## WRITTEN PROBLEM
Write out every line of the listing below as a numbered list, skipping any blank lines.

------ EXTRACTED RECORDS ------

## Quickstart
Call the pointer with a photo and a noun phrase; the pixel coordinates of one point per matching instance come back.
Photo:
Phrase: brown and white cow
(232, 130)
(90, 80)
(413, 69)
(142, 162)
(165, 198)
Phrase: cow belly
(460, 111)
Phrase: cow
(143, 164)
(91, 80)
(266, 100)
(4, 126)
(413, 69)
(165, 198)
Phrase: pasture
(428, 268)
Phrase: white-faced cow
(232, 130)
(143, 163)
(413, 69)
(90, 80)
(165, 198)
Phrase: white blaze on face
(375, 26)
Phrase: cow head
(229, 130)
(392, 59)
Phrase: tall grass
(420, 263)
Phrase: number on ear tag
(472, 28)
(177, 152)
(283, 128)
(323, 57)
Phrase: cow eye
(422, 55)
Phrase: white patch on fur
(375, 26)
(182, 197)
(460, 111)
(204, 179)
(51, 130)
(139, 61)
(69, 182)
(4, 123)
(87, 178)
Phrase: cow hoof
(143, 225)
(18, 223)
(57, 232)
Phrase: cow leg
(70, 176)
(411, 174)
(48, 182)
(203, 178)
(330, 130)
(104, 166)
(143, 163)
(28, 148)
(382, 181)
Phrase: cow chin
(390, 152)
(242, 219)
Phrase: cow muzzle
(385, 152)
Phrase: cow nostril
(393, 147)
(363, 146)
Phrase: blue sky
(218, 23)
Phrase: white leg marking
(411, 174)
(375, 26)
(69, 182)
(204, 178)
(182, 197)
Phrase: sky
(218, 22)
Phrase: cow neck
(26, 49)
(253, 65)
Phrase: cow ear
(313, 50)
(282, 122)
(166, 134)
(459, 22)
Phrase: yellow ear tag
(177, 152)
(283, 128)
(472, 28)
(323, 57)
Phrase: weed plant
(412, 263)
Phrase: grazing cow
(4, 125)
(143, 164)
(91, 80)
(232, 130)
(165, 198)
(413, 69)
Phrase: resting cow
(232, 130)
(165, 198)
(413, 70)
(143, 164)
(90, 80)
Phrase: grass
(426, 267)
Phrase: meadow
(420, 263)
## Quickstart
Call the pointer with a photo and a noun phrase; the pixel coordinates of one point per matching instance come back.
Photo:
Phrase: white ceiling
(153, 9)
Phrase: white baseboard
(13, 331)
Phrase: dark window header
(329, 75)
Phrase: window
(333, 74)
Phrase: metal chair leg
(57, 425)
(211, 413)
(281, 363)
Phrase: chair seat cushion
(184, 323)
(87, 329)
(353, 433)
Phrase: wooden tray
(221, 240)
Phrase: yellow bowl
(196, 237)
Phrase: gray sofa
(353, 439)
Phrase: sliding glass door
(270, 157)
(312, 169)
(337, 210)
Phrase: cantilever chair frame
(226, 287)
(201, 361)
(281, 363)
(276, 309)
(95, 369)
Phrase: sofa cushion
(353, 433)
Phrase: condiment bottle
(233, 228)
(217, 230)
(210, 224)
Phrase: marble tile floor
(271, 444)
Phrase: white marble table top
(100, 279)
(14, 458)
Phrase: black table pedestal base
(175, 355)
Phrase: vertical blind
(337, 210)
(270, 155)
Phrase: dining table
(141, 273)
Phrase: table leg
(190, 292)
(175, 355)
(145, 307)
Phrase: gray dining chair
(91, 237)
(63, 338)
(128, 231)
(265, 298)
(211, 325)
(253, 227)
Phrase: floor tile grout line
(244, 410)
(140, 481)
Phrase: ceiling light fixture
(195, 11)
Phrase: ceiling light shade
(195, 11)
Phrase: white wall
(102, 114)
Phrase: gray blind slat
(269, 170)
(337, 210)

------

## WRITTEN ANSWER
1. ## Quickstart
2. Call the pointer with a photo and a noun phrase; the pixel coordinates of one point per matching instance come back.
3. Photo:
4. Phrase: brown and white cow
5. (232, 130)
6. (90, 80)
7. (413, 69)
8. (142, 162)
9. (165, 198)
10. Phrase: cow belly
11. (460, 111)
12. Phrase: cow
13. (143, 164)
14. (91, 80)
15. (266, 100)
16. (4, 126)
17. (413, 69)
18. (165, 198)
19. Phrase: pasture
20. (428, 268)
21. Phrase: white-faced cow
22. (232, 130)
23. (143, 163)
24. (413, 69)
25. (90, 80)
26. (165, 198)
27. Phrase: white blaze on face
28. (375, 26)
29. Phrase: cow head
30. (229, 130)
31. (392, 59)
32. Phrase: tall grass
33. (420, 263)
34. Phrase: number on ear tag
35. (472, 28)
36. (177, 152)
37. (283, 128)
38. (323, 57)
39. Phrase: cow eye
40. (422, 55)
41. Phrase: white patch on fur
42. (375, 26)
43. (182, 197)
44. (460, 111)
45. (204, 179)
46. (51, 130)
47. (139, 61)
48. (69, 182)
49. (4, 123)
50. (87, 178)
51. Phrase: cow hoof
52. (143, 225)
53. (18, 223)
54. (57, 232)
55. Phrase: cow leg
56. (70, 176)
57. (411, 174)
58. (48, 182)
59. (203, 178)
60. (330, 130)
61. (104, 166)
62. (143, 163)
63. (28, 148)
64. (382, 181)
65. Phrase: cow chin
66. (390, 152)
67. (242, 219)
68. Phrase: cow muzzle
69. (385, 152)
70. Phrase: cow nostril
71. (393, 147)
72. (363, 146)
73. Phrase: blue sky
74. (218, 23)
75. Phrase: white leg marking
76. (411, 174)
77. (375, 26)
78. (69, 182)
79. (204, 178)
80. (182, 197)
81. Phrase: sky
82. (218, 22)
83. Phrase: cow neck
84. (26, 49)
85. (253, 65)
86. Phrase: cow ear
87. (313, 50)
88. (282, 122)
89. (166, 134)
90. (459, 22)
91. Phrase: yellow ear tag
92. (177, 152)
93. (283, 128)
94. (472, 28)
95. (323, 57)
96. Phrase: weed plant
97. (412, 263)
98. Phrase: grazing cow
99. (4, 125)
100. (143, 164)
101. (91, 80)
102. (232, 130)
103. (165, 198)
104. (413, 69)
105. Phrase: resting cow
106. (232, 130)
107. (165, 198)
108. (413, 70)
109. (143, 164)
110. (90, 80)
111. Phrase: grass
112. (426, 267)
113. Phrase: meadow
114. (420, 263)
115. ## Quickstart
116. Call the pointer with a photo and a noun phrase; the pixel coordinates of one point per matching instance come back.
117. Photo:
118. Phrase: white ceiling
119. (153, 9)
120. Phrase: white baseboard
121. (13, 331)
122. Phrase: dark window header
123. (329, 75)
124. Phrase: window
125. (333, 74)
126. Phrase: metal chair leg
127. (57, 425)
128. (211, 413)
129. (281, 363)
130. Phrase: chair seat cushion
131. (184, 323)
132. (87, 329)
133. (353, 433)
134. Phrase: wooden tray
135. (221, 240)
136. Phrase: yellow bowl
137. (196, 237)
138. Phrase: gray sofa
139. (353, 439)
140. Phrase: sliding glass door
141. (270, 157)
142. (312, 169)
143. (337, 210)
144. Phrase: cantilever chair frame
145. (226, 287)
146. (201, 361)
147. (281, 363)
148. (276, 309)
149. (95, 369)
150. Phrase: sofa cushion
151. (353, 433)
152. Phrase: condiment bottle
153. (233, 228)
154. (217, 230)
155. (210, 224)
156. Phrase: marble tile floor
157. (271, 444)
158. Phrase: white marble table top
159. (100, 279)
160. (14, 458)
161. Phrase: black table pedestal base
162. (175, 355)
163. Phrase: vertical blind
164. (337, 210)
165. (270, 155)
166. Phrase: dining table
167. (141, 273)
168. Phrase: table leg
169. (190, 292)
170. (175, 355)
171. (145, 307)
172. Phrase: gray dining chair
173. (91, 237)
174. (63, 338)
175. (128, 231)
176. (265, 298)
177. (211, 325)
178. (253, 227)
179. Phrase: floor tile grout line
180. (244, 410)
181. (140, 481)
182. Phrase: ceiling light fixture
183. (195, 11)
184. Phrase: ceiling light shade
185. (195, 11)
186. Phrase: white wall
187. (102, 114)
188. Phrase: gray blind slat
189. (269, 170)
190. (337, 210)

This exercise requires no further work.